* TASK DIRECTIONS *
Could you arrange the lines of the entries below as a numbered list, starting at the line containing "[segment] fireplace" and ending at the line containing "Mark the region of every instance of the fireplace.", with both of those lines included and any blank lines omitted?
***
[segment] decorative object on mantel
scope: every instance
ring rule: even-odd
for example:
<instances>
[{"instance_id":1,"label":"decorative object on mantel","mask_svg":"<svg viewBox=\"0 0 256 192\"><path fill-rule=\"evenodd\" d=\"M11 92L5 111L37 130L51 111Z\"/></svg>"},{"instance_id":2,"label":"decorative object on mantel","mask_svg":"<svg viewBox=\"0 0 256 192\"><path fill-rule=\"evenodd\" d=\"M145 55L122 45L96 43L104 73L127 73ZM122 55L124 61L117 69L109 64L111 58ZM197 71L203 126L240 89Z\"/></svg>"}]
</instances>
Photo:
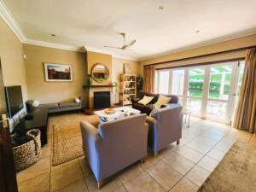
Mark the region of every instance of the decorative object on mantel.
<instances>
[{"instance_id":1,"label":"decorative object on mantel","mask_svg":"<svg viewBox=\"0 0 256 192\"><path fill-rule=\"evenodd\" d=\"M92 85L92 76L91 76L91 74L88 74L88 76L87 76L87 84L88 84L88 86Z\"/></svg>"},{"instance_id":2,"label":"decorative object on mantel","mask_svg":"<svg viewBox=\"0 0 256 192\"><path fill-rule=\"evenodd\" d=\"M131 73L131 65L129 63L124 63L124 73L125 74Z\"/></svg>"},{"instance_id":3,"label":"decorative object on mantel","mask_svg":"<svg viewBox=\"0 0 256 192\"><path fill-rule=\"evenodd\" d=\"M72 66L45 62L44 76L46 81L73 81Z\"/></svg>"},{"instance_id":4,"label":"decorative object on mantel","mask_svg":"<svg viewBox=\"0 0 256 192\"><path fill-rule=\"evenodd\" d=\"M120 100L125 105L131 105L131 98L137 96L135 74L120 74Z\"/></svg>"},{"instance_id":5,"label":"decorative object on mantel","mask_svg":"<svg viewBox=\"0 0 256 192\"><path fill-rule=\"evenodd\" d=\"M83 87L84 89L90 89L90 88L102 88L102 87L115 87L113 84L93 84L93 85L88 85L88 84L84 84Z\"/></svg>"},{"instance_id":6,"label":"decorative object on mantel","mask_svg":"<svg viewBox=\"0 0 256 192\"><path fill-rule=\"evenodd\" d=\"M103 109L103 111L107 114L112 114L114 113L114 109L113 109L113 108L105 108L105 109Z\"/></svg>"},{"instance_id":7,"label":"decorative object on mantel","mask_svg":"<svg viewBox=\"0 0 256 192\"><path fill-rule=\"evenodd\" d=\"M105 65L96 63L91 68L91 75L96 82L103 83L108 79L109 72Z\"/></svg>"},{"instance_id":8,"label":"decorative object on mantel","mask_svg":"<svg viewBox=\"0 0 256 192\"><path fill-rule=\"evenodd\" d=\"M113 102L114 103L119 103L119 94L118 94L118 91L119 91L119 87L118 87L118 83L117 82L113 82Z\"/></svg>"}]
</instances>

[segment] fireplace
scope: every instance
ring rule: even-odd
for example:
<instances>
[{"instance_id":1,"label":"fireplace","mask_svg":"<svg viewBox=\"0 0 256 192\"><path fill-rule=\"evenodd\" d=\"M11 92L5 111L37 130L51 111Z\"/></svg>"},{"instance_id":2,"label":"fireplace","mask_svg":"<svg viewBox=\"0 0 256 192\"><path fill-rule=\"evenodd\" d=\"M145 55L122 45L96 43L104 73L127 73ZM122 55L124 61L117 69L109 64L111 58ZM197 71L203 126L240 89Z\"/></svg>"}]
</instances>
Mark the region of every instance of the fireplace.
***
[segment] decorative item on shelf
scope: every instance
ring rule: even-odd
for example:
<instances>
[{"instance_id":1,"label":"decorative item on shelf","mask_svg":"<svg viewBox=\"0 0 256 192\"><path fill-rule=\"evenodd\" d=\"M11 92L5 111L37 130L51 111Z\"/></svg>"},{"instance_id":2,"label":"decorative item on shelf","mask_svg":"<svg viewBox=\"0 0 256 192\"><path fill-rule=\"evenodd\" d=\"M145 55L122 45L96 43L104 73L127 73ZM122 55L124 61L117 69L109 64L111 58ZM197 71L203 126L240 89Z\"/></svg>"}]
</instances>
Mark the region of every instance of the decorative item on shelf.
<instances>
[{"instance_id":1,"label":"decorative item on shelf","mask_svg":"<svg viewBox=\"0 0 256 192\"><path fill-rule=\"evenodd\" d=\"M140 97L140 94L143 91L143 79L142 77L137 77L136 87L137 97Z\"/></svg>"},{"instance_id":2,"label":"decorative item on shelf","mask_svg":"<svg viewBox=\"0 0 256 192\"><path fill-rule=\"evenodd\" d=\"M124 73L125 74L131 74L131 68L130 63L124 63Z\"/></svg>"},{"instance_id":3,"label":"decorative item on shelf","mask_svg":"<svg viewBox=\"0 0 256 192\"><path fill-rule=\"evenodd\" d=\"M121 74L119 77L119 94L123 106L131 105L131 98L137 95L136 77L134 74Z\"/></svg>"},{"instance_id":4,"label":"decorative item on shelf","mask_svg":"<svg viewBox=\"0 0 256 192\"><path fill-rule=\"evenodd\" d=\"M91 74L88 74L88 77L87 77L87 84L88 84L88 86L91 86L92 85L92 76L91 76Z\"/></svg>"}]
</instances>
***
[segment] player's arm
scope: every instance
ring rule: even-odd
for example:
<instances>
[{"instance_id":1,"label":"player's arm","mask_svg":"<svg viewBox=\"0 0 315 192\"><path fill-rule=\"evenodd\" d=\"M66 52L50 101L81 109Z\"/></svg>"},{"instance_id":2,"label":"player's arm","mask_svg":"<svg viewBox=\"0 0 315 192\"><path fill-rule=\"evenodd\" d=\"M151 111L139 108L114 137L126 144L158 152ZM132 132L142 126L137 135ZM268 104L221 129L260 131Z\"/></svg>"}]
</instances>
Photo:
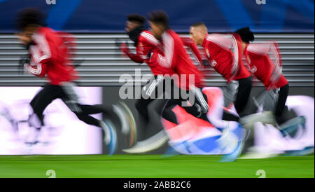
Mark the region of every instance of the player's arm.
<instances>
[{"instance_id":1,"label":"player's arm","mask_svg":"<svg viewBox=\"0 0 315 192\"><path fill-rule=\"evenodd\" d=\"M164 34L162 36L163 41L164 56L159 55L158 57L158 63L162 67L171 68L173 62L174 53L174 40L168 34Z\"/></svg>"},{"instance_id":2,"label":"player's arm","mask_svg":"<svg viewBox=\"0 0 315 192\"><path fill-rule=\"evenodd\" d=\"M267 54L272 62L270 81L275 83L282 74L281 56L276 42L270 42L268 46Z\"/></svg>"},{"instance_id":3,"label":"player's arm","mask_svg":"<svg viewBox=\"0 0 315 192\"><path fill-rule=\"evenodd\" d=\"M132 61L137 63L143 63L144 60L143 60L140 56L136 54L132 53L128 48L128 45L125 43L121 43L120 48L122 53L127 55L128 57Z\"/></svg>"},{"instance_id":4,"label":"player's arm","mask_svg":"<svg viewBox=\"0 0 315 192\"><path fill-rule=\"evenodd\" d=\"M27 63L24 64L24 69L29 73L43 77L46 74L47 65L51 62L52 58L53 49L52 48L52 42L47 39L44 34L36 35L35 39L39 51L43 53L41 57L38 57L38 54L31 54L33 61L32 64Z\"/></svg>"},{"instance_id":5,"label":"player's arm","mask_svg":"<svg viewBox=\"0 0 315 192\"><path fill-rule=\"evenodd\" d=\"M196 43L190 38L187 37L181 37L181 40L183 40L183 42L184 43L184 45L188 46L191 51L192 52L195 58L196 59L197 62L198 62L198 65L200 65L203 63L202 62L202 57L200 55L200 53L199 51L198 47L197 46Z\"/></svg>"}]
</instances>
***
* RESULT OF THIS TASK *
1. [segment] fireplace
2. scope: every instance
3. ring rule: even-odd
4. for example:
5. <instances>
6. [{"instance_id":1,"label":"fireplace","mask_svg":"<svg viewBox=\"0 0 256 192\"><path fill-rule=\"evenodd\" d=\"M11 92L5 111L37 130L51 111Z\"/></svg>"},{"instance_id":2,"label":"fireplace","mask_svg":"<svg viewBox=\"0 0 256 192\"><path fill-rule=\"evenodd\" d=\"M145 55L122 45L96 43L104 73L127 73ZM122 55L124 61L117 69L109 64L111 58ZM197 71L203 126L240 89Z\"/></svg>"}]
7. </instances>
8. Mark the region of every instance of the fireplace.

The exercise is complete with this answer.